EXERCISE OBJECTIVE. Please print exactly the line containing "Objective — one point per instance of the man in" and every line after it to the end of the records below, and nothing more.
SUPPLIED DATA below:
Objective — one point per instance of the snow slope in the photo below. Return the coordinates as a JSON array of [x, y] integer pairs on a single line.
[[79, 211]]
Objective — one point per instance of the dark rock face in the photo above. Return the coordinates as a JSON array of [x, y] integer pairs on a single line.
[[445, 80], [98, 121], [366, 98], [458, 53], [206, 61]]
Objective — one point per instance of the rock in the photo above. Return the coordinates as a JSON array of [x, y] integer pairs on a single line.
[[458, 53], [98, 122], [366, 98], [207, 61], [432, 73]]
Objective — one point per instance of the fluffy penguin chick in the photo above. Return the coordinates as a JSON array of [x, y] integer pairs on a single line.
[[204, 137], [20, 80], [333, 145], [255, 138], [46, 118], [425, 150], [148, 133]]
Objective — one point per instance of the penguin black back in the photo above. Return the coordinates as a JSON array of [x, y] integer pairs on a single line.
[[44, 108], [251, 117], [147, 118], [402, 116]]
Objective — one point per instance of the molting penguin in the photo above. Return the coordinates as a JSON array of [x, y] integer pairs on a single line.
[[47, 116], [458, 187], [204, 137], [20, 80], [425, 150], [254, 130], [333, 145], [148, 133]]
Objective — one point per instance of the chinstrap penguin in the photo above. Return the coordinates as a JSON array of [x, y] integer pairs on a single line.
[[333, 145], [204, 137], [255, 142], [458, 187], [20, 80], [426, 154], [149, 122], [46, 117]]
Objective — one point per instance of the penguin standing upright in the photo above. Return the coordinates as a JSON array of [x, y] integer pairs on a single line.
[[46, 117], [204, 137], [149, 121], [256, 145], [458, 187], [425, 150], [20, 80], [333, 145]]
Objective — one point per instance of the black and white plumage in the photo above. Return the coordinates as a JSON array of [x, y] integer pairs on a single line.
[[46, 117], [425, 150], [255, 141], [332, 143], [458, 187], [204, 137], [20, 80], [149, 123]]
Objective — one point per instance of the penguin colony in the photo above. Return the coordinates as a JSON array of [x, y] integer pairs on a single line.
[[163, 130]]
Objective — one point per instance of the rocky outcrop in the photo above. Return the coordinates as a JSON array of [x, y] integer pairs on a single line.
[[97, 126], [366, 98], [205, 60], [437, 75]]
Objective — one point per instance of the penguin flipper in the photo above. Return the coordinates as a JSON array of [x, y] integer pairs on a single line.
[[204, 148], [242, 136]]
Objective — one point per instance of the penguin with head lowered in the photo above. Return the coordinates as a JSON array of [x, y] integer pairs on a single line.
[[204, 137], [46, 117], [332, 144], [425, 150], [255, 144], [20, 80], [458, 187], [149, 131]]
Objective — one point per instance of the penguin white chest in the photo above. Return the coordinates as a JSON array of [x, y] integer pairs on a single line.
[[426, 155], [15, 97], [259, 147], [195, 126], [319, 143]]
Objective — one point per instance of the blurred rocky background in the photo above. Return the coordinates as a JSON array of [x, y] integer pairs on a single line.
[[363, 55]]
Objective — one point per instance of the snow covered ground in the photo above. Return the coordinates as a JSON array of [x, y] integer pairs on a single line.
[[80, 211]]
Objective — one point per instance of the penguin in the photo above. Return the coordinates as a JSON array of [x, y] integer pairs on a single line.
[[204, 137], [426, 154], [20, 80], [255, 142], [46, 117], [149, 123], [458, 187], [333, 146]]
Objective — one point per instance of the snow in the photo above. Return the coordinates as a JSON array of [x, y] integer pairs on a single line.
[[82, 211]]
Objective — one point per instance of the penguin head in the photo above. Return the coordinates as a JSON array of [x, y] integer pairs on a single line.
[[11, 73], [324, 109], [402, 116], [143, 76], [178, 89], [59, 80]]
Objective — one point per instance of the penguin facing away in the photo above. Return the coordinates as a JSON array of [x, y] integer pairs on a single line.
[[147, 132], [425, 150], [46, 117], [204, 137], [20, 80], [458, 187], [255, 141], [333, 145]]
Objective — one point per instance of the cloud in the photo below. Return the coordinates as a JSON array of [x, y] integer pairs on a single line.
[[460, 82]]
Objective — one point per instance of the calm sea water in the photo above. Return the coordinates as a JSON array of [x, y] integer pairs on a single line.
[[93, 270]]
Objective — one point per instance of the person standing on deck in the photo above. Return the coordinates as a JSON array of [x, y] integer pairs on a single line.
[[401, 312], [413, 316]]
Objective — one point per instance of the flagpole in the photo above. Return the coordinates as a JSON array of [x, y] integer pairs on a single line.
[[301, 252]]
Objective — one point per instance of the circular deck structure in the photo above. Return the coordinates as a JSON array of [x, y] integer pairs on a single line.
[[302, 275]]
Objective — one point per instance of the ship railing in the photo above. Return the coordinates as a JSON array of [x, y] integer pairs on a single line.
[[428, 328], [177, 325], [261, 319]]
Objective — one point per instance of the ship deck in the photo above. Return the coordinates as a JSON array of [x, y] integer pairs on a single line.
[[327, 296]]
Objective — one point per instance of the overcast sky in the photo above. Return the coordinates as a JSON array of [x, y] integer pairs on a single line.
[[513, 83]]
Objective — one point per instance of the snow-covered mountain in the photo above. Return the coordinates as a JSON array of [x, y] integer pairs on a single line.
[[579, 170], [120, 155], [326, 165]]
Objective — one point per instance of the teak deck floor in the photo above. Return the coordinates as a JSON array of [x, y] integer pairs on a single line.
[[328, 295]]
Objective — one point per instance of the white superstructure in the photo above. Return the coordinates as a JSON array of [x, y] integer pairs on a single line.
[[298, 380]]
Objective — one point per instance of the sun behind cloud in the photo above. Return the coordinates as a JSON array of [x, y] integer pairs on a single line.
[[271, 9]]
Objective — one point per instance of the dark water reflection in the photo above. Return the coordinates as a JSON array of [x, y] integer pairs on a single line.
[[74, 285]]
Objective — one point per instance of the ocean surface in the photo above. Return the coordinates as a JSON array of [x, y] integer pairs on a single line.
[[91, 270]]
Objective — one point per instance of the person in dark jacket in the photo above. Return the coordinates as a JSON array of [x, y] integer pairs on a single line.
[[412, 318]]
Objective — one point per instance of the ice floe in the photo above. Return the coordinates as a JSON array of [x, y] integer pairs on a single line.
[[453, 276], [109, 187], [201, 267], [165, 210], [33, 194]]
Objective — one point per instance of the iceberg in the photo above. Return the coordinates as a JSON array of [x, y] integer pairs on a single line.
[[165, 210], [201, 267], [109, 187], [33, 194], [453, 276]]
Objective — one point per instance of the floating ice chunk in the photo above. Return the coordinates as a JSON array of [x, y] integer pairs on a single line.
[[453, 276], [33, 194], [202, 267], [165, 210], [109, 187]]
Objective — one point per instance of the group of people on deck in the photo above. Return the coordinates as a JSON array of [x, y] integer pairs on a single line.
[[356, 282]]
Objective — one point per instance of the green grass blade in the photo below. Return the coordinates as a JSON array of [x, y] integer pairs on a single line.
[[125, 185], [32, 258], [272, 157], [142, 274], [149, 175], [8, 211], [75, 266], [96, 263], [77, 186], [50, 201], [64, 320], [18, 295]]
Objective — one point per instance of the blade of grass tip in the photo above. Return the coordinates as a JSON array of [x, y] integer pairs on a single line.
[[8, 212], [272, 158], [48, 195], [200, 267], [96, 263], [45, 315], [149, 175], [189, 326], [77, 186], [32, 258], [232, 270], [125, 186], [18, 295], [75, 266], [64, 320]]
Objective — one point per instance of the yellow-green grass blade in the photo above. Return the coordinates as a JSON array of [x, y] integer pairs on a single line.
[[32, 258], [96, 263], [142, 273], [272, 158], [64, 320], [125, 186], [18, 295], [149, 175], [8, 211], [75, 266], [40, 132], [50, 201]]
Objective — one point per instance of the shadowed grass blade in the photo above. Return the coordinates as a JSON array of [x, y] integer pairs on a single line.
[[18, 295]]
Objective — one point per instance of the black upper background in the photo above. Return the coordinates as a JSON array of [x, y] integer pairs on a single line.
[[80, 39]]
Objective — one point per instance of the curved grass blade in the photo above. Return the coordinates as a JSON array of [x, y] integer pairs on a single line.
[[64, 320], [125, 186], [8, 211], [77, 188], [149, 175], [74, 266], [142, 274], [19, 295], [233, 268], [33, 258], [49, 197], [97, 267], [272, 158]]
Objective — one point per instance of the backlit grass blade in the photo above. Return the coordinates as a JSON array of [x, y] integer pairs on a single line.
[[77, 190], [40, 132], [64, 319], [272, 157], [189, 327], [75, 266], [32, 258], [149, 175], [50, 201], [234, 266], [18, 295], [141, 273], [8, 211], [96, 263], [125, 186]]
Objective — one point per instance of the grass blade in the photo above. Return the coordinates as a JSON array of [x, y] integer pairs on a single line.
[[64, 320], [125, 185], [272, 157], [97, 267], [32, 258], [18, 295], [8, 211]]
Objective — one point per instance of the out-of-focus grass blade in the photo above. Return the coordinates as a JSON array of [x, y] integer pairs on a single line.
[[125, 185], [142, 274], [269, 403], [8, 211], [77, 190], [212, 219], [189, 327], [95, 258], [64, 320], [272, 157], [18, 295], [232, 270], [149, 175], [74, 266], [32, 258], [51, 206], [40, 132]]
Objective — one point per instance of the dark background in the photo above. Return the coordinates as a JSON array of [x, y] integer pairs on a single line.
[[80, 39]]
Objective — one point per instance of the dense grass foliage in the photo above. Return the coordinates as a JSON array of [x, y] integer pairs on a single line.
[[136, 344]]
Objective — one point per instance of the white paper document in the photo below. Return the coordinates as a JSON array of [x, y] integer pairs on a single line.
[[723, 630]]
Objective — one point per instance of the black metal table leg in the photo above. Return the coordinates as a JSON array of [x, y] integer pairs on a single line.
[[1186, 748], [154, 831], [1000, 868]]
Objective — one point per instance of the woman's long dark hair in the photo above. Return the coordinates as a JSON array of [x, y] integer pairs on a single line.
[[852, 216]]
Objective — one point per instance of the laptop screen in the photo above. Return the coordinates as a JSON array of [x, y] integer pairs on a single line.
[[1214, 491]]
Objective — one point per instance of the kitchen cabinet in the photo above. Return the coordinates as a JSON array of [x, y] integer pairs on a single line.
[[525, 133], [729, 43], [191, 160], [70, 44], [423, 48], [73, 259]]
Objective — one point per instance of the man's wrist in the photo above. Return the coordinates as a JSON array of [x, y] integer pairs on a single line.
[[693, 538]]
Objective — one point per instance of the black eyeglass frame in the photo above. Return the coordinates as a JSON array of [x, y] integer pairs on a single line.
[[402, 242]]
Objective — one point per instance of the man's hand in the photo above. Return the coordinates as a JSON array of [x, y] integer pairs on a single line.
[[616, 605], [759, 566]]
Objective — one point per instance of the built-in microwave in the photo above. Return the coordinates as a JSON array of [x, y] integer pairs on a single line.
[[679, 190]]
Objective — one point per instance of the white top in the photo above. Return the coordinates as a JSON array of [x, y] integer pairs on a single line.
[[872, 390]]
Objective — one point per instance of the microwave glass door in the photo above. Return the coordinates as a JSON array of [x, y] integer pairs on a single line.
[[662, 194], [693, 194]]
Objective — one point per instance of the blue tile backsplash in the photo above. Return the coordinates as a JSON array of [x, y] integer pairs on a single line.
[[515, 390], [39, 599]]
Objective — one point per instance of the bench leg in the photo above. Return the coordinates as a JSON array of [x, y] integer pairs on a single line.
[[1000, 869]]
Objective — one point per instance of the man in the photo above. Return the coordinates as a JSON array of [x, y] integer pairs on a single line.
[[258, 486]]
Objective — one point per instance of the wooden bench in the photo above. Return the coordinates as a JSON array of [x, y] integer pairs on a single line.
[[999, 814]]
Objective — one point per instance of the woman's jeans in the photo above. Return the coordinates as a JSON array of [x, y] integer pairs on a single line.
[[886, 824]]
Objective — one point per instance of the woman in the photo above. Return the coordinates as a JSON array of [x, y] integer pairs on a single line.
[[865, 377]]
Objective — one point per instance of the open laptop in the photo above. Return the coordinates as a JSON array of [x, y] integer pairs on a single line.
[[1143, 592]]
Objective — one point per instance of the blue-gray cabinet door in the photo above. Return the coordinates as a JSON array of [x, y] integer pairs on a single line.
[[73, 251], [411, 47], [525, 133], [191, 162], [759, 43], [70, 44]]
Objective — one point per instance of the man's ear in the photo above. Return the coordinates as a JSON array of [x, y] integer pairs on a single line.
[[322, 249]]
End of SUPPLIED DATA.
YOUR SOLUTION.
Objective — one point per instance of the man in the photo above. Return the coordinates as a JSON array of [x, y] integer pairs on a single line.
[[258, 486]]
Objective — one point per instance of the wooden bench in the photo above. Return the coordinates as a JSON array of [x, y] integer pairs on a single line.
[[999, 814]]
Objective — one point per instance of the woman's jeans in the photo above. Return the coordinates as a JSON array of [x, y] integer pairs on a single line.
[[886, 824]]
Objective — one point per instance of the woman in the photo above. Return the coordinates as a JSON array of [x, y] integer pairs on a single line.
[[865, 377]]
Objective — one point per instance of the open laptop in the photo above. Return the coordinates as a JSON array of [x, y] integer pairs on a single line.
[[1143, 592]]
Objective — one point per instance of the blue-gray cabinet door in the photo above. Return the coordinates as a JSON array of [x, y] integer pairs on a single line.
[[73, 251], [411, 47], [525, 133], [191, 162], [759, 43], [70, 44]]
Objective — one point per instance of the man's ear in the photo above. Return the coordinates as a JSON array of [x, y] integer pairs on a single line.
[[322, 249]]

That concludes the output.